CONSIGNE: Transcrivez à l'identique, dans le texte consacré à l'arrêt du 17 novembre 1982, tout ce qui va de « Un particulier se » jusqu'à « la société créancière. » inclus.

PAGE:
+ + + +
Certaines situations favorisent des relations juridiques complexes : cumul de contrat, cumul des parties au contrat, et c'est ce que nous suggère l'arrêt de la chambre commerciale de la cour de cassation en date du 17 novembre 1982.
En l'espèce, une société s'engage auprès d'une autre société à se fournir exclusivement en produits pétroliers issus de la production de cette dernière, et ce, en contrepartie de deux prêts accordés à la société fournie par l'autre société.
Un particulier se porte caution du remboursement des prêts de la société débitrice. Plus tard, cette dernière vend son fonds de commerce à un particulier agissant pour le compte d'une société en formation. Cet acquéreur s'engage à se fournir exclusivement en produits issus de la production de la société créancière jusqu'à la date de retrait de l'autorisation administrative d'exploiter cette station service. La société débitrice a été mise en liquidation et la société créancière n'a touché aucun dividende lors de la clôture de la procédure collective. Celle-ci demande donc au particulier caution le remboursement des prêts. La caution appelle alors en garantie le représentant de la société en formation ainsi que cette société de la condamnation qui pourrait être prononcée contre lui envers la société créancière.
Le tribunal de commerce de Paris, le 18 juillet 1979, a prononcé la nullité du contrat de fourniture pour indétermination du prix et a condamné le particulier caution à rembourser à la société créancière le montant non amorti des prêts. De plus, il condamne les cessionnaires du fonds à garantir la caution de ses obligations.
La cour d'appel de Paris, le 6 novembre 1980, rend un arrêt confirmatif et précise qu'il y aurait enrichissement sans cause des cessionnaires s'ils ne remboursaient pas les prêts demandés à la caution.
Les cessionnaires forment donc un pourvoi en cassation.
+ + + +
DONNÉES AFFICHÉES:
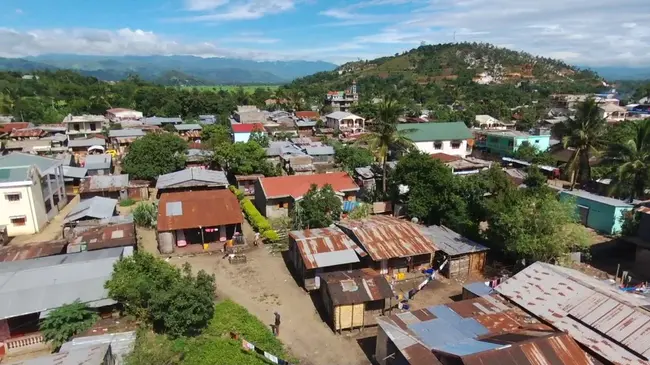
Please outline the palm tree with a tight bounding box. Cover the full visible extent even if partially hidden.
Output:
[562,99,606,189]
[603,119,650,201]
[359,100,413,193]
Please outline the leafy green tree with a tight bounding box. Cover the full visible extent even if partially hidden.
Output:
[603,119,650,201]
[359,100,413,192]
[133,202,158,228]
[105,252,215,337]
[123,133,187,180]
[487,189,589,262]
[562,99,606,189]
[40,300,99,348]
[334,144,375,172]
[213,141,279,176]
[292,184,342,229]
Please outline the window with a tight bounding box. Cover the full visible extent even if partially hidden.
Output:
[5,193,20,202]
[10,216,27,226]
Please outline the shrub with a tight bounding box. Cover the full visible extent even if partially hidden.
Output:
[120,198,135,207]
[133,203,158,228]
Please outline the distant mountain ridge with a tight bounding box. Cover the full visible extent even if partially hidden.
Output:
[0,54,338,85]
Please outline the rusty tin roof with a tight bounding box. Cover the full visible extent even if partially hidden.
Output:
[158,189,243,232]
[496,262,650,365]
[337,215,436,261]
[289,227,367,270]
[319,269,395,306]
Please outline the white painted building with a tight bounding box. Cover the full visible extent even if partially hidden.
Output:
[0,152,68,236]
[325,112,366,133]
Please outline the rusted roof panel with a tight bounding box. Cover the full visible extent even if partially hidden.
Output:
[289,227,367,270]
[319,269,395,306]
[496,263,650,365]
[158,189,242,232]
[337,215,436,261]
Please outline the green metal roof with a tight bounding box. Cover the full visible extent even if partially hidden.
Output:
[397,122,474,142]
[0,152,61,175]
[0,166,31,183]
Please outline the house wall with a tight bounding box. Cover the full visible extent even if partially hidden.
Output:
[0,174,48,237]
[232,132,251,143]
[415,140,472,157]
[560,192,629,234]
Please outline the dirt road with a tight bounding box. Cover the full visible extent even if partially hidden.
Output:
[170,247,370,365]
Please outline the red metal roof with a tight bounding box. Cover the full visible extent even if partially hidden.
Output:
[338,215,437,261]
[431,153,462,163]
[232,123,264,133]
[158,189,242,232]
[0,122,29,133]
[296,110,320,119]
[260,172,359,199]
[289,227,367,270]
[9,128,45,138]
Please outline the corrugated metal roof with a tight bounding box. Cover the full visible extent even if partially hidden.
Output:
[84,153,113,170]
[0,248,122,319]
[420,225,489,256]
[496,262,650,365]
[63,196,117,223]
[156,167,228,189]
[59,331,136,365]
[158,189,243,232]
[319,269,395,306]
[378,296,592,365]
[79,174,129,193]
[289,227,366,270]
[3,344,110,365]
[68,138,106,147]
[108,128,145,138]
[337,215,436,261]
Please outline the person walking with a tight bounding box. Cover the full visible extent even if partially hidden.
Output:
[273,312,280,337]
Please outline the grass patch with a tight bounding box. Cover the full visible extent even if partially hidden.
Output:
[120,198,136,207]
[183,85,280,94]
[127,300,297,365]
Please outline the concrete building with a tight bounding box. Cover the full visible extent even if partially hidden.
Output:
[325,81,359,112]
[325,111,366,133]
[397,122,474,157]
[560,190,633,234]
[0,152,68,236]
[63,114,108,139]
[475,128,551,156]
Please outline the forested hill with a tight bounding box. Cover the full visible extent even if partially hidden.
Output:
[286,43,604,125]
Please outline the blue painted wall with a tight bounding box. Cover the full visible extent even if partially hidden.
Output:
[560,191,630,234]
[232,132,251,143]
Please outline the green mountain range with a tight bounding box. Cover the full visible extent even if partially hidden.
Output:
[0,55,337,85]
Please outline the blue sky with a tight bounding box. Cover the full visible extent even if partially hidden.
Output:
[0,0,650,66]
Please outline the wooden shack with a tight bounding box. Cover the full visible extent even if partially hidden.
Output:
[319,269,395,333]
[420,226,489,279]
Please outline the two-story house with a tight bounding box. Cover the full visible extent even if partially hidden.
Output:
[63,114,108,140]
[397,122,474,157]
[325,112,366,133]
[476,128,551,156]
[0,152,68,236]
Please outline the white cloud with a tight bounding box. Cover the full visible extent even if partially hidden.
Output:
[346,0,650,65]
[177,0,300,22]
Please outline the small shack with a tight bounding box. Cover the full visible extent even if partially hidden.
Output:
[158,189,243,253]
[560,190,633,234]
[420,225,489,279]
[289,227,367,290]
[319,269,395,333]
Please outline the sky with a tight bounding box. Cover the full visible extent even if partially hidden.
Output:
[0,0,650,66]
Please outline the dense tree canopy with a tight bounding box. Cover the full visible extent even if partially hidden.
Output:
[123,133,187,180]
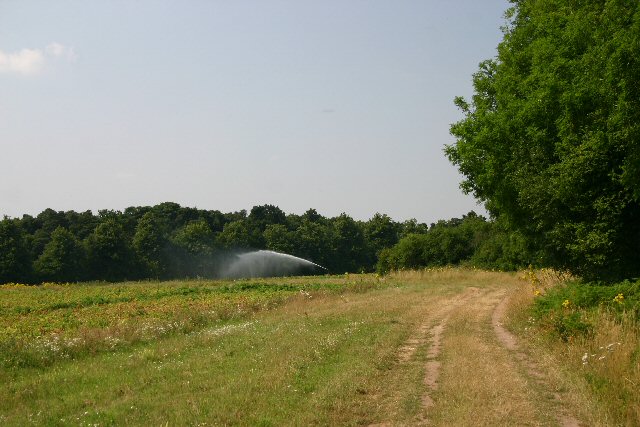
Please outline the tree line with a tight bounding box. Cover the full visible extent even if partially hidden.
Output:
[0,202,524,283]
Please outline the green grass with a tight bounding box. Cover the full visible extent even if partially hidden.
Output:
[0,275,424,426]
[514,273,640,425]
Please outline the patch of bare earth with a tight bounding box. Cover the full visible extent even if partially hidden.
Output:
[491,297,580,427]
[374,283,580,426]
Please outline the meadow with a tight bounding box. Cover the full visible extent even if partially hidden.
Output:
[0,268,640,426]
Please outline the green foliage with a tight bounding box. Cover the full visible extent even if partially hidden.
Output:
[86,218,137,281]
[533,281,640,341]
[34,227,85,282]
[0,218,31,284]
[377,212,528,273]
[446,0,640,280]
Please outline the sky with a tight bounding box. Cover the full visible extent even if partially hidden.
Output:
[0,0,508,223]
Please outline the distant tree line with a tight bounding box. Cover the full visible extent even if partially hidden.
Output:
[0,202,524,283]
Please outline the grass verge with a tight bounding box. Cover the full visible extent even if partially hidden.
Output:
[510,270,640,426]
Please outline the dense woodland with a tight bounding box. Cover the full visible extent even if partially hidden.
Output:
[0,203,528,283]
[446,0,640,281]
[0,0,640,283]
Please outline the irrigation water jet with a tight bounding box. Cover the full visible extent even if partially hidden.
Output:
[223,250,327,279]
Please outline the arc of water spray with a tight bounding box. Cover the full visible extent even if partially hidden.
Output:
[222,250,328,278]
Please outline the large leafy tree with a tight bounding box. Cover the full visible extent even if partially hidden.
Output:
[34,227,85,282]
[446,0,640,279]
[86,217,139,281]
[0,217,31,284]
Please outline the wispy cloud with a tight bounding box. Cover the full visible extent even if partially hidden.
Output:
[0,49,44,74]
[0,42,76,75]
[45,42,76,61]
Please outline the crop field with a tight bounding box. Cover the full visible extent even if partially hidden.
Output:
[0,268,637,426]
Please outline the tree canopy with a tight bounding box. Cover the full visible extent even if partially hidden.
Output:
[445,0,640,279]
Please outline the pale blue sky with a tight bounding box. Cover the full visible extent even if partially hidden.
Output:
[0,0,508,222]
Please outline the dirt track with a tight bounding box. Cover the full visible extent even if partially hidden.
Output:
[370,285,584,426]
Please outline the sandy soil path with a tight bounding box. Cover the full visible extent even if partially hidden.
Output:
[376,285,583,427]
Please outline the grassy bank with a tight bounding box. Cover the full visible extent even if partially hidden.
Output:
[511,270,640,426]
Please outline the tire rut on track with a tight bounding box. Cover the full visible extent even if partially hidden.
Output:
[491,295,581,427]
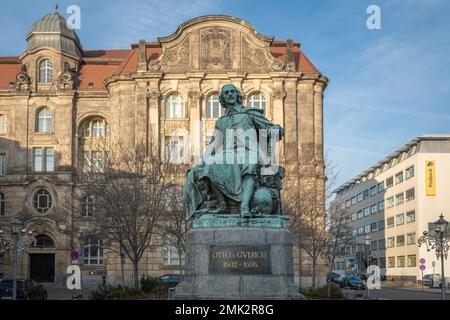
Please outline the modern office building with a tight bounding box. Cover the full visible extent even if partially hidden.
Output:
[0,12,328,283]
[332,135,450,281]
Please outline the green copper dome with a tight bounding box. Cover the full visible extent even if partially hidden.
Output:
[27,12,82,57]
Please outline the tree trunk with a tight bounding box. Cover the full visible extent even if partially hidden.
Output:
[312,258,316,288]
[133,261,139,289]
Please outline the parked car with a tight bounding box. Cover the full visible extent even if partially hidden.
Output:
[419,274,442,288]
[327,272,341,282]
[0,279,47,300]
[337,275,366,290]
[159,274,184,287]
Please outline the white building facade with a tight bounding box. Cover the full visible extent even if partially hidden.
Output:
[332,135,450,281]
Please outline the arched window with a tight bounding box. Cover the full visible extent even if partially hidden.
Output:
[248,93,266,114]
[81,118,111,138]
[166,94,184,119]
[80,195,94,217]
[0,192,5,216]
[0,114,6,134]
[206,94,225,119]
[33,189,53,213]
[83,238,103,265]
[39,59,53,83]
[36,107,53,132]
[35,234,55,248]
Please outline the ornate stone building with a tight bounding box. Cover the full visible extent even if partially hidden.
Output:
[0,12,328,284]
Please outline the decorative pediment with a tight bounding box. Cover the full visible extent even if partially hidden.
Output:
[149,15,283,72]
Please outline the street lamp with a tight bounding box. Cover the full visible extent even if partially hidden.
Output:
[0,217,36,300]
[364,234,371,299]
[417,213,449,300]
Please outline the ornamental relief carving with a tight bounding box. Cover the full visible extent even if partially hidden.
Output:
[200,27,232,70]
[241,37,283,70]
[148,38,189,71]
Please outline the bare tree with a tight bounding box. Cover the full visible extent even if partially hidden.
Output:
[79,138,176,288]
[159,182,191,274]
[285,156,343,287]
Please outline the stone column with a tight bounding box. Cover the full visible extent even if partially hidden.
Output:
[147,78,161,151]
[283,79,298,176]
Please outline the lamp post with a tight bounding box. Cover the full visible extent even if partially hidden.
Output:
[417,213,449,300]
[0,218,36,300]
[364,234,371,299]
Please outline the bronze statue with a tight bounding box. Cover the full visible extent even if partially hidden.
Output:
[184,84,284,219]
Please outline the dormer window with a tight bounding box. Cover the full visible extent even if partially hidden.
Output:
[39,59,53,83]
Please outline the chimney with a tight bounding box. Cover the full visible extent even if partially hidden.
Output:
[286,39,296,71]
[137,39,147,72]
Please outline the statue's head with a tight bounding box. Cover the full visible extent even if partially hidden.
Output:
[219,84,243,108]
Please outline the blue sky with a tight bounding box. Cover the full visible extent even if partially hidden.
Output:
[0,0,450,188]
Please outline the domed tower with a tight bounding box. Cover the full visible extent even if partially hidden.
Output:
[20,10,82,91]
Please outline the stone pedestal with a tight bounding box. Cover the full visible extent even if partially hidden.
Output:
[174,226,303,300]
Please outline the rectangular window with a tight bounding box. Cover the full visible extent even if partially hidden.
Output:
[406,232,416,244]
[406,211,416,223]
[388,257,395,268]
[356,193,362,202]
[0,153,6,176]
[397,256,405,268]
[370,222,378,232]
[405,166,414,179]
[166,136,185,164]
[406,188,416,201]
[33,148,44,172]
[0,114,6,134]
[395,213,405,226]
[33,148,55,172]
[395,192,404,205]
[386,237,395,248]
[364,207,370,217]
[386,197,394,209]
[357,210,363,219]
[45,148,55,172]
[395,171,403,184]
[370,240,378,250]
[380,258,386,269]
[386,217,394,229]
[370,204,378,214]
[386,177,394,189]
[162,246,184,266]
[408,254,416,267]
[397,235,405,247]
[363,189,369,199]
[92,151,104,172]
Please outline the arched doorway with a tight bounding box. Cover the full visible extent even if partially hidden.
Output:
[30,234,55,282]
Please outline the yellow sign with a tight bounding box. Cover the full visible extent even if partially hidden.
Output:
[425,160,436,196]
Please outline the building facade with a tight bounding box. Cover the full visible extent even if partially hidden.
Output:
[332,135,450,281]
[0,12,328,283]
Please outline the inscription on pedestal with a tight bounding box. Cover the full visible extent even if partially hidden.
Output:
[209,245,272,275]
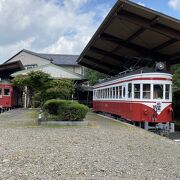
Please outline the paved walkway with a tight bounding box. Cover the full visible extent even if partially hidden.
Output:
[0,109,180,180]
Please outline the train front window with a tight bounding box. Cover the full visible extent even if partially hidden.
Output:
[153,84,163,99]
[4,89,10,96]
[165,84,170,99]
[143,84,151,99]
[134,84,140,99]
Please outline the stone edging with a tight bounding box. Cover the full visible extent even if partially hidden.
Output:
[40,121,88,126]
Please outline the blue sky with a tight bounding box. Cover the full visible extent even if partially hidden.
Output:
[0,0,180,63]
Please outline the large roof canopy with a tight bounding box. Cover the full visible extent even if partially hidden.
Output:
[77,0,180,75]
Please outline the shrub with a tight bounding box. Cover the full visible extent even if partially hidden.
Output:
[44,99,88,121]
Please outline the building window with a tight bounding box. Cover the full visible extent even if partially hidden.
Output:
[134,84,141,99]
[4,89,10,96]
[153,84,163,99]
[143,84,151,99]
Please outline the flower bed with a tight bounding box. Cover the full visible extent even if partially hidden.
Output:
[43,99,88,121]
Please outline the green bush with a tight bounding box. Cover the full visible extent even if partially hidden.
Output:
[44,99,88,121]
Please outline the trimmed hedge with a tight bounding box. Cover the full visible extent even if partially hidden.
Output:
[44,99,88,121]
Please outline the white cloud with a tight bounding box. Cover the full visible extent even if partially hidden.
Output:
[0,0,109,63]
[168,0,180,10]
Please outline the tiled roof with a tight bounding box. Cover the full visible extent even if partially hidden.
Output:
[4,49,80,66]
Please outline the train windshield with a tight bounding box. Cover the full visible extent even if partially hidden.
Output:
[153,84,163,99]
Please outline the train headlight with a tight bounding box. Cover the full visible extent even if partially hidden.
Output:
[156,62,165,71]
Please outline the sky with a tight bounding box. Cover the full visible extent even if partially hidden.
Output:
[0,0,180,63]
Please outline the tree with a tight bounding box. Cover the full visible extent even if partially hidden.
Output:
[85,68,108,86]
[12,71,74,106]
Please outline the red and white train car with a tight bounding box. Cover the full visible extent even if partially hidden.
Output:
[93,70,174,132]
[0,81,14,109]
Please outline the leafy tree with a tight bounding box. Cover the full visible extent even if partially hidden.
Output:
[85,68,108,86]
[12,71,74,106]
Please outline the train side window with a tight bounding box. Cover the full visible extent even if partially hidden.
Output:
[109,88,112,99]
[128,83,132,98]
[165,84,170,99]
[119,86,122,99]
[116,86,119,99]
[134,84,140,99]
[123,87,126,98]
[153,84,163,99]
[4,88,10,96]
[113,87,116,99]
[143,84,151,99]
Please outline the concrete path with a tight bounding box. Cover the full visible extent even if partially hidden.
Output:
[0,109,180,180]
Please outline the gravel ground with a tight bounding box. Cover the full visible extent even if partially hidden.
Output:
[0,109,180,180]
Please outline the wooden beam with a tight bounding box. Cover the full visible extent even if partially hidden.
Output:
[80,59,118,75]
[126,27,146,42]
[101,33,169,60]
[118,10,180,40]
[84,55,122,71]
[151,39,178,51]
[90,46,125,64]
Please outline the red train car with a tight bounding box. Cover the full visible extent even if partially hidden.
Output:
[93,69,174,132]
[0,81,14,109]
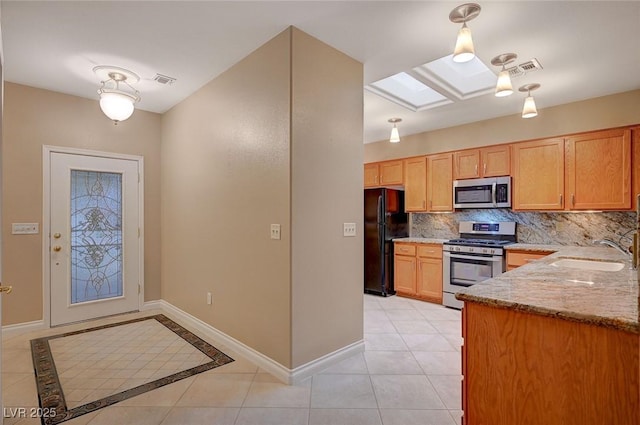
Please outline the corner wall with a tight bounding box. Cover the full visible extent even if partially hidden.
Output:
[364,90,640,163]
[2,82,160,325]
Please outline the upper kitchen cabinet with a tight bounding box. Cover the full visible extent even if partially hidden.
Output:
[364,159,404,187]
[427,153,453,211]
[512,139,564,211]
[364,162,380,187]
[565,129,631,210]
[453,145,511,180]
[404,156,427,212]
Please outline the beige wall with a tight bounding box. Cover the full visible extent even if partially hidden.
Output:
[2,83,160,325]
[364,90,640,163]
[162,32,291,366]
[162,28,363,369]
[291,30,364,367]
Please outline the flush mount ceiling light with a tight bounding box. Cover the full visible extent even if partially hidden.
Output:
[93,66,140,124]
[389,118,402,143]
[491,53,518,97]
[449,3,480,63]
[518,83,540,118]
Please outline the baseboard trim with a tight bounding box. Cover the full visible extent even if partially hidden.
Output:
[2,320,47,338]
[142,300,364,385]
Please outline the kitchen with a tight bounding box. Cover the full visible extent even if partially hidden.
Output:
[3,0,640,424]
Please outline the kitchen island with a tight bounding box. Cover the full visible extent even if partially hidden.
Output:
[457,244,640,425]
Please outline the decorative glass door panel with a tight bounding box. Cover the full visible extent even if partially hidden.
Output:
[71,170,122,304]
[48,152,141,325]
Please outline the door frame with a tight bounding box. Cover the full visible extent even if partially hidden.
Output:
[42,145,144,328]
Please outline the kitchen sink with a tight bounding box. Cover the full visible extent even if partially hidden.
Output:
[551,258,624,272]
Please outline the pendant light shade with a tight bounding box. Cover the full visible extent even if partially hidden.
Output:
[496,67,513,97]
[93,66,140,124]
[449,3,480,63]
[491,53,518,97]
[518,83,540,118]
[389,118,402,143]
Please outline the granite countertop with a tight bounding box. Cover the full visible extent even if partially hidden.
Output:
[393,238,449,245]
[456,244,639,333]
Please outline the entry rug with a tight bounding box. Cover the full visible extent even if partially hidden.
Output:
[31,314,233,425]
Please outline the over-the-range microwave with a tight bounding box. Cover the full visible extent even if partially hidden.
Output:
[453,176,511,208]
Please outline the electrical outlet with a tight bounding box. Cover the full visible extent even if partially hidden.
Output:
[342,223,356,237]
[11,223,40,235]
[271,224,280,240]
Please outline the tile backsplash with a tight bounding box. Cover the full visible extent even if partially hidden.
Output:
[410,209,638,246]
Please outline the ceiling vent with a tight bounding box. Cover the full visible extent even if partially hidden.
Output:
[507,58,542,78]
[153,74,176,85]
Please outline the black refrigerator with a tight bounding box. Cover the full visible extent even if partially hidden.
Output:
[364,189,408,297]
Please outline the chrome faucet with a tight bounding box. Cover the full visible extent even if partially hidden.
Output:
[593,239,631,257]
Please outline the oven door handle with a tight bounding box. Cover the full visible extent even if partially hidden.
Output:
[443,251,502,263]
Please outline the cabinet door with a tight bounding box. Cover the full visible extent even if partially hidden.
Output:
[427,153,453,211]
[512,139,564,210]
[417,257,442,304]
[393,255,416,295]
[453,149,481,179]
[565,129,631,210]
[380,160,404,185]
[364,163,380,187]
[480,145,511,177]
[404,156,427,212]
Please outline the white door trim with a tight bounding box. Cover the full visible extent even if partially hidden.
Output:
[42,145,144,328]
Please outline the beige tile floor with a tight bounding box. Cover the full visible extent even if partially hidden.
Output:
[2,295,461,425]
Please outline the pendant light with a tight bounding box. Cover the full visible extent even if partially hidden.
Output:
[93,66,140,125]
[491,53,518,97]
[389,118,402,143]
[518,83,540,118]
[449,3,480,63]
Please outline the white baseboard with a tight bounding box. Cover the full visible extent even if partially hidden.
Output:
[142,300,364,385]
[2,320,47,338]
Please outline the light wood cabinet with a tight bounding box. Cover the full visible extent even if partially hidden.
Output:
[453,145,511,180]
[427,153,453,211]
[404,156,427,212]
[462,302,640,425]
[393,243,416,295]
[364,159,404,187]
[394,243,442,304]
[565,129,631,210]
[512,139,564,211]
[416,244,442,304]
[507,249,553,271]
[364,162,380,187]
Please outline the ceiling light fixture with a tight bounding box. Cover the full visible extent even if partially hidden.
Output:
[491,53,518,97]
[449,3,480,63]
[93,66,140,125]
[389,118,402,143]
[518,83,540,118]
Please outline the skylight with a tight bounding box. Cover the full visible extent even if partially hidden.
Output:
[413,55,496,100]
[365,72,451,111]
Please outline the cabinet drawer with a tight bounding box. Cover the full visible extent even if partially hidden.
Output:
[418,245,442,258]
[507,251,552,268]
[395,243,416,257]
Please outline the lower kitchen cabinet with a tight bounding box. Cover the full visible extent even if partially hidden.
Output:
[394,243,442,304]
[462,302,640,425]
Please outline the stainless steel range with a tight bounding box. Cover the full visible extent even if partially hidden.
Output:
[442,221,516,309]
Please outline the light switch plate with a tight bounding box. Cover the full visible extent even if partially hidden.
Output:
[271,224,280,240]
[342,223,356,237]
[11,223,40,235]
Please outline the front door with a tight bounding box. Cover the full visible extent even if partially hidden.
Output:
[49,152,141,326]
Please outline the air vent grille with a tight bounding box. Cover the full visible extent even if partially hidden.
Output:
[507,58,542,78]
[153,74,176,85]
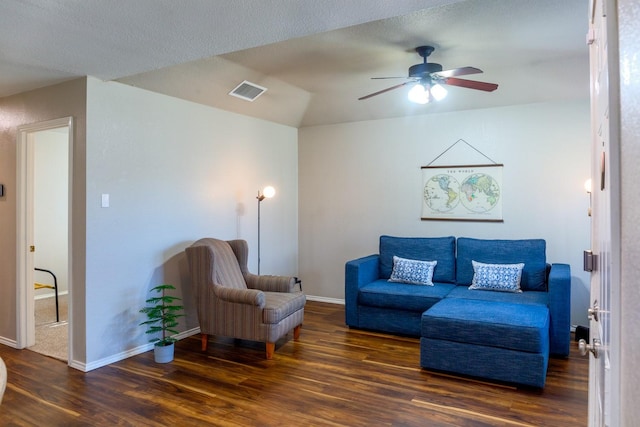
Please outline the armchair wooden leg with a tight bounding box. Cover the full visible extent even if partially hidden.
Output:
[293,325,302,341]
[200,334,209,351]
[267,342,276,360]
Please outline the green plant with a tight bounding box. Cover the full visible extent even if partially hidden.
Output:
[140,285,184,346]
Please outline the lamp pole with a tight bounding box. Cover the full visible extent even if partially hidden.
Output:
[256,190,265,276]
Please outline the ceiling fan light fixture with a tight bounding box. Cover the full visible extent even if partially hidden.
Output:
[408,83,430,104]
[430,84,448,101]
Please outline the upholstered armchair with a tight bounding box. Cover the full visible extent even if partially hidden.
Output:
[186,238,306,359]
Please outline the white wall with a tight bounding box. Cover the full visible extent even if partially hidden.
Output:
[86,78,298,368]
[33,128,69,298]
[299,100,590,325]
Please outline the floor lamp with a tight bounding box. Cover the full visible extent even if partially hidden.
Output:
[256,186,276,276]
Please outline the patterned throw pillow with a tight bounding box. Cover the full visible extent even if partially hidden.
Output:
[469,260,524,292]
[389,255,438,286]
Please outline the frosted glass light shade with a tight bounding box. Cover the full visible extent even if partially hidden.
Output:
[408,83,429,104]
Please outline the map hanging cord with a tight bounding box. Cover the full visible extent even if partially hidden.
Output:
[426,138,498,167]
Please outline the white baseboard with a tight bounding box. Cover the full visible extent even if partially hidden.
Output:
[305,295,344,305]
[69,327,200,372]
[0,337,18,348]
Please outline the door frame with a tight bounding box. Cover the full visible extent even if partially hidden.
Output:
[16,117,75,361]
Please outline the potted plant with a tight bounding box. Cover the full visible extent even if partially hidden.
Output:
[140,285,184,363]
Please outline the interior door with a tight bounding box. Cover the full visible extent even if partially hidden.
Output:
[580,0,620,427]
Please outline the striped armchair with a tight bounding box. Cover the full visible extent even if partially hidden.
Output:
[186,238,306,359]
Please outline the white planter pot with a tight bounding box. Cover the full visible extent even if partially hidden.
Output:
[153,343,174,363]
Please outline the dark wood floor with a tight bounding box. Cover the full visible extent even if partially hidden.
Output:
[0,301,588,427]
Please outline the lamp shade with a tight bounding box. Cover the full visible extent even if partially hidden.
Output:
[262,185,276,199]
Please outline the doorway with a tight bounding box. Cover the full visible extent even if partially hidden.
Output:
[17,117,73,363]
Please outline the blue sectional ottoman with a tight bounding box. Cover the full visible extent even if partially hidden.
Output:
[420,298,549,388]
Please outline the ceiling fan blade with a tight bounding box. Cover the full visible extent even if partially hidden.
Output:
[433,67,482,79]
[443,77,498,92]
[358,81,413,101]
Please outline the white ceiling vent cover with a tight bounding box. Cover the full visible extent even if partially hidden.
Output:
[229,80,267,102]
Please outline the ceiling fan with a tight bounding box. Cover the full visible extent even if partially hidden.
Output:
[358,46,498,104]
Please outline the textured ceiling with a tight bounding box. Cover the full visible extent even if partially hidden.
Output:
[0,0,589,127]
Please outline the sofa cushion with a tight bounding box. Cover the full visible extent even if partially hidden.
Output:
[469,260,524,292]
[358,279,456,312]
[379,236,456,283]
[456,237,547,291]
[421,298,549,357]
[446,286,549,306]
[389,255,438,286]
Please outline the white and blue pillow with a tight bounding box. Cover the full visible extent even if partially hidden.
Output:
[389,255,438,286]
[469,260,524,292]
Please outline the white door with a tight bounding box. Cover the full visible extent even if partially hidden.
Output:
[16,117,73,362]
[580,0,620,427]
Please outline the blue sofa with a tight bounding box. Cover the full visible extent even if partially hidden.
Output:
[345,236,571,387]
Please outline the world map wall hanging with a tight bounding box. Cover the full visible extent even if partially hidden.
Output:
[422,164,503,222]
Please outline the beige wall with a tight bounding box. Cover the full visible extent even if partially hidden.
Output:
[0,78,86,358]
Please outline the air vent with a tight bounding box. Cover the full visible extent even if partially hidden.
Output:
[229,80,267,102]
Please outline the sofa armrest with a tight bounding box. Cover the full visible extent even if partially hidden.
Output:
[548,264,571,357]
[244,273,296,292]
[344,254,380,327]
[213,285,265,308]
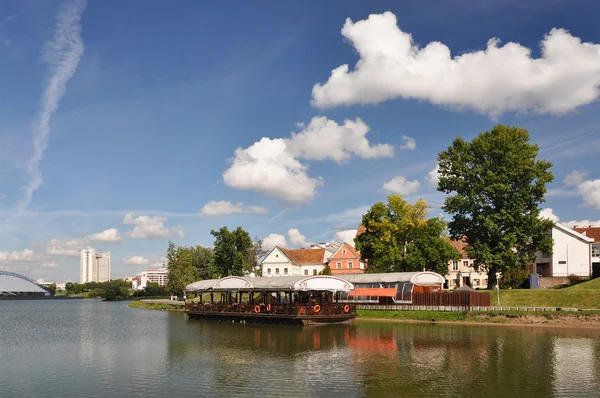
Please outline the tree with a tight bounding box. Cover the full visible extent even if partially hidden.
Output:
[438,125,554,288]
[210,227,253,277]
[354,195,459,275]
+ + + +
RÉSULTAT:
Un particulier se porte caution du remboursement des prêts de la société débitrice. Plus tard, cette dernière vend son fonds de commerce à un particulier agissant pour le compte d'une société en formation. Cet acquéreur s'engage à se fournir exclusivement en produits issus de la production de la société créancière jusqu'à la date de retrait de l'autorisation administrative d'exploiter cette station service. La société débitrice a été mise en liquidation et la société créancière n'a touché aucun dividende lors de la clôture de la procédure collective. Celle-ci demande donc au particulier caution le remboursement des prêts. La caution appelle alors en garantie le représentant de la société en formation ainsi que cette société de la condamnation qui pourrait être prononcée contre lui envers la société créancière.